Kutipan Dokumen.
-------------------------
Peringati Hari Anti Kekerasan Terhadap Perempuan, Aktivis PMKRI Cabang Malang Gelar Aksi
Mahasiswi Rentan Jadi Korban Kekerasan, Aktivis PMKRI Gelar Orasi
Dok. Pribadi |
Wanitaku sayang, wanitaku malang. Demikian salah satu poster yang diusung puluhan aktivis Perhimpunan Mahasiswa Katolik Republik Indonesia (PMKRI) Cabang Malang. Siang ini (27/11/2017) mereka menggelar aksi unjuk rasa di depan gedung DPRD Kota Malang.
Aksi tersebut dilakukan dalam rangka memperingati Hari Anti Kekerasan Terhadap Perempuan. Peserta aksi menyerukan orasi-orasi terkait kasus kekerasan pada perempuan yang belum mendapat perhatian semestinya.
"Jumlah kekerasan terhadap perempuan di Indonesia sangat tinggi. Jika mengacu data Komnas HAM, sepanjang 2016 lalu ada 259.150 kasus yang tercatat," ujar koordinator aksi Rosalia Koniaty Bayo. Rosalia mengungkapkan, angka tersebut setiap tahun semakin bertambah.
Hal tersebut menurut mereka sangat memprihatinkan. "Oleh karena itu kami menyerukan stop kekerasan terhadap perempuan. Perempuan sebagai manusia memiliki hak yang setara dengan laki-laki," ujarnya.
Dia mencontohkan, beberapa kasus di Malang yang melibatkan perempuan masih bias gender. Dia mencontohkan kasus yang membelit salah satu mahasiswi yang terpaksa membunuh bayinya di kamar kos karena hasil hubungan di luar nikah.
"Saat itu media gempar sekali memberitakan si mahasiswi, tapi untuk prianya tidak ada. Padahal perempuan itu juga dalam posisi sebagai korban," tuturnya.
Rosalia mengatakan banyak terjadi kekerasan terhadap perempuan di Kota Malang, khususnya pada mahasiswi. Dia mengungkapkan, PMKRI sempat menemukan dua kasus kekerasan terhadap perempuan di dalam kampus dan pinggir jalan beberapa waktu lalu.
"Sempat kami temukan langsung, tetapi korban tidak mau lapor karena malu. Sistem patrikaki membuat korban kekerasan perempuan jadi cibiran," sesalnya.
-------------------------
Cuplikan Baris.
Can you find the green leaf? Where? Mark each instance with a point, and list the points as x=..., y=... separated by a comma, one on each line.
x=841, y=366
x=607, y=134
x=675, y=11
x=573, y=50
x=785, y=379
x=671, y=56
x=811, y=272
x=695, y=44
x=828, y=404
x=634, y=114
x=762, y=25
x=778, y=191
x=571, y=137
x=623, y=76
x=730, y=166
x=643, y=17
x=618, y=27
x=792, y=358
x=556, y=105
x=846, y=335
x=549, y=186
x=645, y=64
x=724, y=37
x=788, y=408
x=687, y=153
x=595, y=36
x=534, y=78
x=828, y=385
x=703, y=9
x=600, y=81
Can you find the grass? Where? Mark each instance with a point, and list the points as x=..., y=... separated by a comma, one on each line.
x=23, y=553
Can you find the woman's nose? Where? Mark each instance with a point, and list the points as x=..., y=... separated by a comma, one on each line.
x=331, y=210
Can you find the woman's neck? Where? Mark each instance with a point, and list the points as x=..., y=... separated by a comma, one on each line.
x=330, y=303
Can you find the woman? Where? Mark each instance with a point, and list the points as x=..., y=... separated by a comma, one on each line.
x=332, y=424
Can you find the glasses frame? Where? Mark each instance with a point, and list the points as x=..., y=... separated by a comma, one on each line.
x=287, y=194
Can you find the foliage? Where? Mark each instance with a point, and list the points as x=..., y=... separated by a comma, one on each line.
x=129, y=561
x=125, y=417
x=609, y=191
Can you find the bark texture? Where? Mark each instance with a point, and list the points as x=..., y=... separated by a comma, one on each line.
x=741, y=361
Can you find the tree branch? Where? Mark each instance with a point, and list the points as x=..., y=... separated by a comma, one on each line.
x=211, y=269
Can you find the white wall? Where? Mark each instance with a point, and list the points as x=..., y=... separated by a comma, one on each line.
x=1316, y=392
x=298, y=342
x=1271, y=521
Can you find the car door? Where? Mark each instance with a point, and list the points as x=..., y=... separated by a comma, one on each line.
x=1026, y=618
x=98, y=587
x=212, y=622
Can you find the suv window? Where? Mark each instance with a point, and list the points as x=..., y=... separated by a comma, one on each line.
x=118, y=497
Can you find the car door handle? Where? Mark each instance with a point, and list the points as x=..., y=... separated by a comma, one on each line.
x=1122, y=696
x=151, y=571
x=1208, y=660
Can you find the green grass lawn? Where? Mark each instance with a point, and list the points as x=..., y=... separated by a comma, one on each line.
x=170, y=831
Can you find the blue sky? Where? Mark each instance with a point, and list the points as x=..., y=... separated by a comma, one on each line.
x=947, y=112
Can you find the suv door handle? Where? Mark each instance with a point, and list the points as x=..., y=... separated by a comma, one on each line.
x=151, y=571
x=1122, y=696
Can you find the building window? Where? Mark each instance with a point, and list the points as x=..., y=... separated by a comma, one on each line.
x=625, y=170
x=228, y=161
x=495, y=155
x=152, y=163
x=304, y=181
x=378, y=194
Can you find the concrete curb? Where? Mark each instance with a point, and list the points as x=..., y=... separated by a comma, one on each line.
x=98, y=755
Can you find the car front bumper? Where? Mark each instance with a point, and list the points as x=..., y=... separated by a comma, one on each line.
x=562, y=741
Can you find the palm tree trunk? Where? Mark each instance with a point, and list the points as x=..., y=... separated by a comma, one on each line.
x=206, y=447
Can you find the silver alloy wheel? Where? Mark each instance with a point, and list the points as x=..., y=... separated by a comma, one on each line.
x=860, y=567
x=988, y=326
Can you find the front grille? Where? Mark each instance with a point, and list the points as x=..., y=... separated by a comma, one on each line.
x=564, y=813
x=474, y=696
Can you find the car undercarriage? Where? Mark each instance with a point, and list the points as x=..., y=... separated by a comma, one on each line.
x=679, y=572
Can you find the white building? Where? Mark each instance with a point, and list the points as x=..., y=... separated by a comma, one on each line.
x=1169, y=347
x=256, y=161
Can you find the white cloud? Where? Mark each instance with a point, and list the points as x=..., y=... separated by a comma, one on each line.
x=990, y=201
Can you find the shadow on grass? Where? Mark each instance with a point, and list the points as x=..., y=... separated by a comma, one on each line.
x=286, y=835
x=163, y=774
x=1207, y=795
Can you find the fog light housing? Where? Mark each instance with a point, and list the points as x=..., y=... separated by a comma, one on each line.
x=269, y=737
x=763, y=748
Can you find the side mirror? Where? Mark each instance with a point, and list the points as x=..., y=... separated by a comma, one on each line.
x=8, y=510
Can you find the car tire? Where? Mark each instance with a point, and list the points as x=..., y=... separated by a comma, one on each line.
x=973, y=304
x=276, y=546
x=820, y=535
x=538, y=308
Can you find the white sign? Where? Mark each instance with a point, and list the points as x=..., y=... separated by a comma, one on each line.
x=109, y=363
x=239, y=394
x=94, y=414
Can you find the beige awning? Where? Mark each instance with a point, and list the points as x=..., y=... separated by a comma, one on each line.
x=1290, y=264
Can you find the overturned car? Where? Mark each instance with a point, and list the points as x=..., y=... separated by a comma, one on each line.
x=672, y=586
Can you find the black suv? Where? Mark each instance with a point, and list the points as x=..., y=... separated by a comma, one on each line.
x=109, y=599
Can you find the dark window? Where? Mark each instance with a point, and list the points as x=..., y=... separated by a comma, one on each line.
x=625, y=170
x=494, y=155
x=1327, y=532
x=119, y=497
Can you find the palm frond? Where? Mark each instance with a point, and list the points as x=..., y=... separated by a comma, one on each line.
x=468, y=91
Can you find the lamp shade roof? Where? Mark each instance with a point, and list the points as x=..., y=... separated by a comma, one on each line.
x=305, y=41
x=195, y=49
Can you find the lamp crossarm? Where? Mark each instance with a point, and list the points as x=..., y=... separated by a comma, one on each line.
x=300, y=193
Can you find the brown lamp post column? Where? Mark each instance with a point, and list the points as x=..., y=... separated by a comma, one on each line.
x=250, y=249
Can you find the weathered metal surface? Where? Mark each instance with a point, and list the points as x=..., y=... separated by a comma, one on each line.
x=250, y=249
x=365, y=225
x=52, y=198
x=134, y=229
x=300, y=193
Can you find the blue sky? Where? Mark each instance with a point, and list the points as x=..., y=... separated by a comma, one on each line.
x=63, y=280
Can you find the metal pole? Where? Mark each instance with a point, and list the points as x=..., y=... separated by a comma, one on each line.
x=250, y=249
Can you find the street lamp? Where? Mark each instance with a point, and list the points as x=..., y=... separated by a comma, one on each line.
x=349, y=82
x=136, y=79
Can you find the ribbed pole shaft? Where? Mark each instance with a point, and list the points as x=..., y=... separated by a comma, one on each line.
-------------------------
Tuntutan Tugas. Berdasarkan data Komnas HAM yang dikutip dalam artikel tentang aksi PMKRI Cabang Malang, berapa kasus kekerasan terhadap perempuan yang tercatat sepanjang 2016?

Penyelesaian Soal. Tercatat 259.150 kasus.